>> start
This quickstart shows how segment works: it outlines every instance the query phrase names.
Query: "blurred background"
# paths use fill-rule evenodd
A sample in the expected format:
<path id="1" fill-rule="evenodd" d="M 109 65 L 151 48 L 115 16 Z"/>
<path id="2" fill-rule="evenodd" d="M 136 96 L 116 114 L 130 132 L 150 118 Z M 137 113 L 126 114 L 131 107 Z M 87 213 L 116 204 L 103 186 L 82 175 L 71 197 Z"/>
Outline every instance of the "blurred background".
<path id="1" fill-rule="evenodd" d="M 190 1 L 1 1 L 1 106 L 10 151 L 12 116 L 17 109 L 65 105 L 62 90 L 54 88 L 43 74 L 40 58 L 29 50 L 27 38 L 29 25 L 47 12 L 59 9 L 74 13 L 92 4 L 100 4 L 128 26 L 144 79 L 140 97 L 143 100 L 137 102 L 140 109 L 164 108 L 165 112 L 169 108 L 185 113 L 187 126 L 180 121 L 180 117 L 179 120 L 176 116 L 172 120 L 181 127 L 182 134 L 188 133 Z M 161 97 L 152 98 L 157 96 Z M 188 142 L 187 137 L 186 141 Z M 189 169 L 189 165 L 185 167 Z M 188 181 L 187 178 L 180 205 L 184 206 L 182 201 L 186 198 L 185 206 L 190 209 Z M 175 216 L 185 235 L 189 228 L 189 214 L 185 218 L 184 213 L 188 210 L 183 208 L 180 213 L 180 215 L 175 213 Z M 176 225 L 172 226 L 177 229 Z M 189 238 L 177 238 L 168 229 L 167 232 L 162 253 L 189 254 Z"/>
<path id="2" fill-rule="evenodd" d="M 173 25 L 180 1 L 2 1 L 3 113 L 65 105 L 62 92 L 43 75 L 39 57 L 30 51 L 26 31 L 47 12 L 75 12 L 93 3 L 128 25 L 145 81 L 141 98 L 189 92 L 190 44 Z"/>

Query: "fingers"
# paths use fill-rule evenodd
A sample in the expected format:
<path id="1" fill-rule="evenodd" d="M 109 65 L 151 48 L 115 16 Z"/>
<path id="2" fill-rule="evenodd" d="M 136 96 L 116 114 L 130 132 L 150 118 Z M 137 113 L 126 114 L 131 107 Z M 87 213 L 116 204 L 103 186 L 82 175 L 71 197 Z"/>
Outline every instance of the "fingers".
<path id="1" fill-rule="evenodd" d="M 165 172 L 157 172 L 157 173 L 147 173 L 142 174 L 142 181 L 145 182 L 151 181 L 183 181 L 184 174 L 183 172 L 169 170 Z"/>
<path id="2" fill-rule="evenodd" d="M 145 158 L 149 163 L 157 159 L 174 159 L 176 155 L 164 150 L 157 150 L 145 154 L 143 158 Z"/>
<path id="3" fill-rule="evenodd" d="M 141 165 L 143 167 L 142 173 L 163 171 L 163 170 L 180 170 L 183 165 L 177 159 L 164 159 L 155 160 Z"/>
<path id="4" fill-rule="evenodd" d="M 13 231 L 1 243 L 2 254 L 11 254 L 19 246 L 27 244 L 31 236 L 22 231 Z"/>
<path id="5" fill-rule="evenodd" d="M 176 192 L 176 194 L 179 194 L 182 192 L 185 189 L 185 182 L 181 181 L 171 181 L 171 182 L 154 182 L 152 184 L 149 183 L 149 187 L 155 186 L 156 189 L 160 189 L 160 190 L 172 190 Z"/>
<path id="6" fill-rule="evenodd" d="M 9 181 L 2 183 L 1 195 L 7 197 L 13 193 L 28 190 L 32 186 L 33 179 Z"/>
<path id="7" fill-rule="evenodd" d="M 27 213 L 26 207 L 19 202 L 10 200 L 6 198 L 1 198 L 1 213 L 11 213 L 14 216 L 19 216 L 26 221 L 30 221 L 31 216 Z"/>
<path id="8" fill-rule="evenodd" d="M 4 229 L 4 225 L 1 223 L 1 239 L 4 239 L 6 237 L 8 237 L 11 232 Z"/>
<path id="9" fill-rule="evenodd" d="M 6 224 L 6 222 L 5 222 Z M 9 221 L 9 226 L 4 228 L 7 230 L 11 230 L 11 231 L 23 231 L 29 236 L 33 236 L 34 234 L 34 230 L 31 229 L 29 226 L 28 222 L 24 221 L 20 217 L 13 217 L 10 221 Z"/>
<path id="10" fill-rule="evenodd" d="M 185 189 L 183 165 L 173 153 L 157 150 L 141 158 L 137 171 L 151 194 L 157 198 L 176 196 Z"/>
>> end
- _What the task asks_:
Could you change every "sample" in the rows above to "template" and give all the rows again, with nothing else altered?

- _The reply_:
This quickstart shows how segment works: it outlines every instance the query phrase names.
Query: "blurred background"
# paths use fill-rule evenodd
A template in the expected format:
<path id="1" fill-rule="evenodd" d="M 109 65 L 151 48 L 115 16 Z"/>
<path id="2" fill-rule="evenodd" d="M 136 96 L 116 114 L 130 132 L 150 118 Z M 137 113 L 126 114 L 131 107 Z M 87 213 L 116 204 L 103 186 L 82 175 L 71 197 Z"/>
Outline every instance of the "blurred background".
<path id="1" fill-rule="evenodd" d="M 190 1 L 1 1 L 1 106 L 10 151 L 12 116 L 17 109 L 65 105 L 62 90 L 54 88 L 43 74 L 40 58 L 29 50 L 27 38 L 29 25 L 47 12 L 59 9 L 74 13 L 92 4 L 100 4 L 128 26 L 144 79 L 140 97 L 143 100 L 137 102 L 140 109 L 164 108 L 165 112 L 169 108 L 185 113 L 187 126 L 180 121 L 180 117 L 179 120 L 176 116 L 172 120 L 181 127 L 182 134 L 188 133 Z M 161 97 L 152 98 L 157 96 Z M 188 142 L 187 137 L 186 141 Z M 189 169 L 189 165 L 185 167 Z M 188 181 L 187 178 L 180 205 L 184 206 L 182 201 L 186 198 L 185 206 L 190 209 Z M 175 216 L 185 235 L 189 228 L 189 214 L 185 218 L 184 213 L 188 210 L 183 208 L 180 213 L 180 215 L 175 213 Z M 176 225 L 172 226 L 177 229 Z M 189 238 L 177 238 L 168 229 L 167 232 L 162 253 L 189 254 Z"/>
<path id="2" fill-rule="evenodd" d="M 173 25 L 180 1 L 2 1 L 3 113 L 65 105 L 62 92 L 43 75 L 39 57 L 30 51 L 26 31 L 47 12 L 75 12 L 93 3 L 128 25 L 145 81 L 141 98 L 189 92 L 190 44 Z"/>

Query: "fingers"
# paths use fill-rule evenodd
A template in the expected format:
<path id="1" fill-rule="evenodd" d="M 109 65 L 151 48 L 115 16 Z"/>
<path id="2" fill-rule="evenodd" d="M 136 96 L 116 114 L 130 132 L 150 118 Z M 137 113 L 126 114 L 131 107 Z M 87 213 L 116 204 L 103 186 L 82 175 L 71 197 Z"/>
Outline every instance of the "fingers".
<path id="1" fill-rule="evenodd" d="M 165 172 L 157 172 L 157 173 L 147 173 L 142 174 L 142 181 L 145 182 L 151 181 L 183 181 L 184 174 L 183 172 L 169 170 Z"/>
<path id="2" fill-rule="evenodd" d="M 145 158 L 149 163 L 157 159 L 174 159 L 176 155 L 164 150 L 157 150 L 145 154 L 143 158 Z"/>
<path id="3" fill-rule="evenodd" d="M 141 165 L 143 167 L 142 173 L 163 171 L 163 170 L 180 170 L 183 165 L 177 159 L 164 159 L 155 160 Z"/>
<path id="4" fill-rule="evenodd" d="M 13 231 L 1 243 L 2 254 L 11 254 L 19 246 L 27 244 L 31 236 L 22 231 Z"/>
<path id="5" fill-rule="evenodd" d="M 176 192 L 176 194 L 179 194 L 182 192 L 185 189 L 185 182 L 181 181 L 171 181 L 171 182 L 154 182 L 152 184 L 149 183 L 149 187 L 155 186 L 156 189 L 160 189 L 160 190 L 172 190 Z"/>
<path id="6" fill-rule="evenodd" d="M 9 181 L 2 183 L 1 195 L 7 197 L 13 193 L 28 190 L 32 186 L 33 179 Z"/>
<path id="7" fill-rule="evenodd" d="M 27 213 L 26 207 L 19 202 L 10 200 L 6 198 L 1 198 L 1 213 L 11 213 L 14 216 L 19 216 L 26 221 L 30 221 L 31 216 Z"/>
<path id="8" fill-rule="evenodd" d="M 4 229 L 4 225 L 1 223 L 1 239 L 4 239 L 6 237 L 8 237 L 11 232 Z"/>
<path id="9" fill-rule="evenodd" d="M 6 224 L 6 222 L 5 222 Z M 9 221 L 9 226 L 4 228 L 7 230 L 11 230 L 11 231 L 23 231 L 29 236 L 33 236 L 34 234 L 34 230 L 31 229 L 29 226 L 28 222 L 24 221 L 20 217 L 13 217 L 10 221 Z"/>
<path id="10" fill-rule="evenodd" d="M 185 189 L 183 165 L 173 153 L 157 150 L 141 158 L 137 171 L 151 194 L 157 198 L 176 196 Z"/>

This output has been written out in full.